PAGE
* * * * *

The ratio percentile method
---------------------------

Sometimes you want a simpler, more transparent alternative. The
``scale_percentile`` parameter produces one.

Mathematically::

   x = log10(post[both] / pre[both])
   scale = 10^percentile(x, p)

for a user-chosen percentile ``p``. This is a one-line reduction
with no fitting, no histogramming, no assumptions about noise
distribution shape.

**When it beats the Moffat fit.** When the log-ratio
distribution is multi-modal or non-symmetric in a way that the
Moffat assumption can't handle, the percentile method can be
more robust — you're explicitly telling it "I want the value at
this fraction of the sorted distribution", which bypasses any
notion of "peak". The median (p = 50) in particular is a very
stable estimator that just asks "what's the typical ratio?".

**When it loses.** When microbe signal pushes the upper tail
around, extreme percentiles (p > 90) can land in the microbe
cluster. Always prefer moderate percentiles (20-70) unless you
have a strong reason.

**Implementation.** See ``SampleDye._compute_scale_percentile``
in ``pipeline.py``. It's three lines — compute both-signal mask,
take the per-pixel ratio, take the percentile.

The manual method
-----------------

``manual_scale`` is the simplest: the user specifies an exact
scale factor and exo2micro uses it verbatim. No estimation, no
fitting.

Use cases:

- Reproducing a published result that specified a particular
  scale factor.
- Sensitivity analysis (running the same sample with several
  nearby scale values).
- Bypassing the Moffat fit when it's clearly misbehaving on an
  unusual dataset.

* * * * *

DATA
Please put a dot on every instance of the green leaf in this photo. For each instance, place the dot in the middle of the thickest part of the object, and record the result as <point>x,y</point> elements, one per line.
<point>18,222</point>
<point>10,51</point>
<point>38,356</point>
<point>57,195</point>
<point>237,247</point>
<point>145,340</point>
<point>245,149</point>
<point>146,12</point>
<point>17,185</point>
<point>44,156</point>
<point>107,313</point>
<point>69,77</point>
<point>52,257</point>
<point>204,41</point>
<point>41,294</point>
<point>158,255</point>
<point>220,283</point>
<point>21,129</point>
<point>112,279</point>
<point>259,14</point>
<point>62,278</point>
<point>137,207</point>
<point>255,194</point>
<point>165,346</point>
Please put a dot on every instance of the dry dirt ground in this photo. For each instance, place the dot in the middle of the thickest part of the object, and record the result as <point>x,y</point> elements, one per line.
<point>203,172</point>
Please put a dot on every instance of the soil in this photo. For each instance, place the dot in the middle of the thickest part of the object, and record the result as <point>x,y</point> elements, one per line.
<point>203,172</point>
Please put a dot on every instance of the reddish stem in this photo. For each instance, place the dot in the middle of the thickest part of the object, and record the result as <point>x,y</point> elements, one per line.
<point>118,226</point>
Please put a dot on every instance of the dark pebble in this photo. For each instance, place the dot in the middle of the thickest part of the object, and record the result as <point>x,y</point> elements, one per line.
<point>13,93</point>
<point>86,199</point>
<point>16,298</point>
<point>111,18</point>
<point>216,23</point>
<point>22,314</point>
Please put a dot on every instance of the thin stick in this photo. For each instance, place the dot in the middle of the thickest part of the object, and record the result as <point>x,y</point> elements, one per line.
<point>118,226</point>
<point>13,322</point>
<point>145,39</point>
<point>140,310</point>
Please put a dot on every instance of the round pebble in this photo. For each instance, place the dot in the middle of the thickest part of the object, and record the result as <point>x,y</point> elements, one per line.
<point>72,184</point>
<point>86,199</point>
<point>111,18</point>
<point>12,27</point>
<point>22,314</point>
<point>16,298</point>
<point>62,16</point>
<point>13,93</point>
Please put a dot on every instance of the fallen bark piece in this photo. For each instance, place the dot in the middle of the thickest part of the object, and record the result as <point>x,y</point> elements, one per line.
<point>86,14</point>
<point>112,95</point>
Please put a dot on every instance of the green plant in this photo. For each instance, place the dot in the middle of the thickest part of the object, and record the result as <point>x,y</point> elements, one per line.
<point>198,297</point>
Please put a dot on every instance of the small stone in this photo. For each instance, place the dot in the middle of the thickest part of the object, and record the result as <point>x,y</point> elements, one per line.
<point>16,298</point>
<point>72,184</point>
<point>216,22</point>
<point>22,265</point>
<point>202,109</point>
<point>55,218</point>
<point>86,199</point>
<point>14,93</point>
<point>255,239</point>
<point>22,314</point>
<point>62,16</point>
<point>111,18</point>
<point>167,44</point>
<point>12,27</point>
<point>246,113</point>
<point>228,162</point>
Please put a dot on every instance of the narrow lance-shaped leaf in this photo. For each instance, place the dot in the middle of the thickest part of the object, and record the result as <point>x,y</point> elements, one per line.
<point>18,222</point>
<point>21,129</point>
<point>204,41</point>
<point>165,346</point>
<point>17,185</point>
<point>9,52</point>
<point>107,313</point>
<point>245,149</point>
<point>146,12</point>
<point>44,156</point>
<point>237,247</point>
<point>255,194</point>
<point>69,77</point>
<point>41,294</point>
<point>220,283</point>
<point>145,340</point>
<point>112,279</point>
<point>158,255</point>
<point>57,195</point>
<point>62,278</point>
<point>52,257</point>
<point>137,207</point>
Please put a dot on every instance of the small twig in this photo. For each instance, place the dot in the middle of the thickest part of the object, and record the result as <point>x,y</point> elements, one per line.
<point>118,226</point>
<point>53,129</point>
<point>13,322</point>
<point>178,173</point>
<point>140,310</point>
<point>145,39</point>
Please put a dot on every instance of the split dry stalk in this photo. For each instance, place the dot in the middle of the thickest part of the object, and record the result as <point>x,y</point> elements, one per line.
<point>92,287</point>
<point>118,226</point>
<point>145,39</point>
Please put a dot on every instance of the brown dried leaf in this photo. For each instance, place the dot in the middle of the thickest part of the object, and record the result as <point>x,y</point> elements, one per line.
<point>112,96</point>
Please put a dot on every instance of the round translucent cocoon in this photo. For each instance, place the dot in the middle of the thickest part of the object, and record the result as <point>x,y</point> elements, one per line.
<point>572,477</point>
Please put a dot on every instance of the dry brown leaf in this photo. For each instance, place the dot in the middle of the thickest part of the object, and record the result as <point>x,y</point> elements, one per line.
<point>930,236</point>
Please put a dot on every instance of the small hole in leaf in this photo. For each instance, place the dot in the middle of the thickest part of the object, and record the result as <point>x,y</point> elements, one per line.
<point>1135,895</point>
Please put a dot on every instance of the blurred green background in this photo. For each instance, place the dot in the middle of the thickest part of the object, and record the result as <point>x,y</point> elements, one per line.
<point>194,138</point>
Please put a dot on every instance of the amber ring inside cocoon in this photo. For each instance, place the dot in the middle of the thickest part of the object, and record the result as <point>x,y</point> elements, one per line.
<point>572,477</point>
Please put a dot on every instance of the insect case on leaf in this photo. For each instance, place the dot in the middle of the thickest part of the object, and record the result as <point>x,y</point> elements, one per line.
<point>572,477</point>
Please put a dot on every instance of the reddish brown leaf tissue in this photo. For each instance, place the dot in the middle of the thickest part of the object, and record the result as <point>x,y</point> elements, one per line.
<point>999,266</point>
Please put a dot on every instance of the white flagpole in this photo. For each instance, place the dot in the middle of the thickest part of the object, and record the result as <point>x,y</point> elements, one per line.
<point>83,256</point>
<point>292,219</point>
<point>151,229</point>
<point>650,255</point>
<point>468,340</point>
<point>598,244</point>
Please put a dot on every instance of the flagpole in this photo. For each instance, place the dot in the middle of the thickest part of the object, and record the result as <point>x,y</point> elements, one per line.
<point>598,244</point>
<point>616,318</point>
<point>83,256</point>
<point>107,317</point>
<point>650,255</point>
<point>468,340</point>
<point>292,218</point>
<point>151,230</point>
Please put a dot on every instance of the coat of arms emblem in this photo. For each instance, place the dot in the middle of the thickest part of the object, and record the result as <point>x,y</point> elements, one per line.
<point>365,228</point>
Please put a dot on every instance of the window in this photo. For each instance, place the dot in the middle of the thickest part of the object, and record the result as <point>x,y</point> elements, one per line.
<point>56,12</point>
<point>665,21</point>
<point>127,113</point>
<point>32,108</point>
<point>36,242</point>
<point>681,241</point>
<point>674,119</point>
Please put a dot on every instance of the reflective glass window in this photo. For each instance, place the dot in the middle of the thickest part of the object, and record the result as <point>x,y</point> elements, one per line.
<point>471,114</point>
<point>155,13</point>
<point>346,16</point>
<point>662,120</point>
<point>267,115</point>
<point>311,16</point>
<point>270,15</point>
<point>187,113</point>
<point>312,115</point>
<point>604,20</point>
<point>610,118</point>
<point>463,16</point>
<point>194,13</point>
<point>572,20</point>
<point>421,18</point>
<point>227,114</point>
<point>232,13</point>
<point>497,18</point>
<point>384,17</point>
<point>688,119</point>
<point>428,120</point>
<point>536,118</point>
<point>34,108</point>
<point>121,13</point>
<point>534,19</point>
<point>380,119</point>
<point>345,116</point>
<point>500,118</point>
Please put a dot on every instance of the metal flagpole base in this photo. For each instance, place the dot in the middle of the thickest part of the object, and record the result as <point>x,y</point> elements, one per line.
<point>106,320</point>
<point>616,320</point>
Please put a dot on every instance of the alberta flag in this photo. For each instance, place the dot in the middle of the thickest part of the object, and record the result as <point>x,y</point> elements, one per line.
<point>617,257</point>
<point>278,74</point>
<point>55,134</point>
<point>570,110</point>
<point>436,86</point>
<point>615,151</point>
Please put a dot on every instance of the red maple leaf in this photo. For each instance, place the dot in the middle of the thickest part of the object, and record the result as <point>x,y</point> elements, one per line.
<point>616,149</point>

* * * * *

DIRECTIVES
1. Name every use case that the page about scale estimation gives for the manual method.
2. From the listing, copy the lines from the one with "Please put a dot on every instance of the dry brown" up to and including the one with "<point>930,236</point>".
The page about scale estimation and the listing were taken from unrelated sources.

TASK SOLUTIONS
1.
- Reproducing a published result that specified a particular scale factor.
- Sensitivity analysis (running the same sample with several nearby scale values).
- Bypassing the Moffat fit when it's clearly misbehaving on an unusual dataset.

2.
Please put a dot on every instance of the dry brown leaf in this photo. For each instance, place the dot in the middle of the thickest part of the object, and record the result as <point>x,y</point> elements, one per line.
<point>930,236</point>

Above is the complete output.